Retype every row below word for word, leaving the pictures out of your answer.

Image annotation data

[Begin]

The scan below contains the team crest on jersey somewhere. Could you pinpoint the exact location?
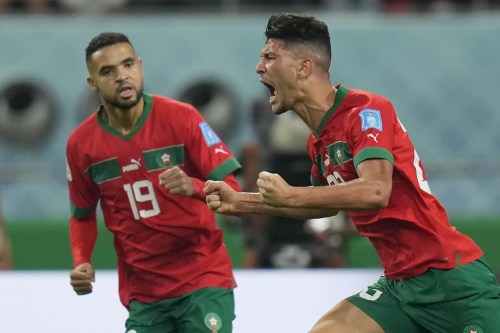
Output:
[464,325,483,333]
[198,122,221,147]
[204,312,222,333]
[359,109,382,131]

[End]

● **SOLUTION**:
The scan below contains the team crest on jersey somewhere. Could you pinpoint the exact location?
Output:
[464,325,483,333]
[198,122,221,147]
[204,312,222,333]
[359,109,382,131]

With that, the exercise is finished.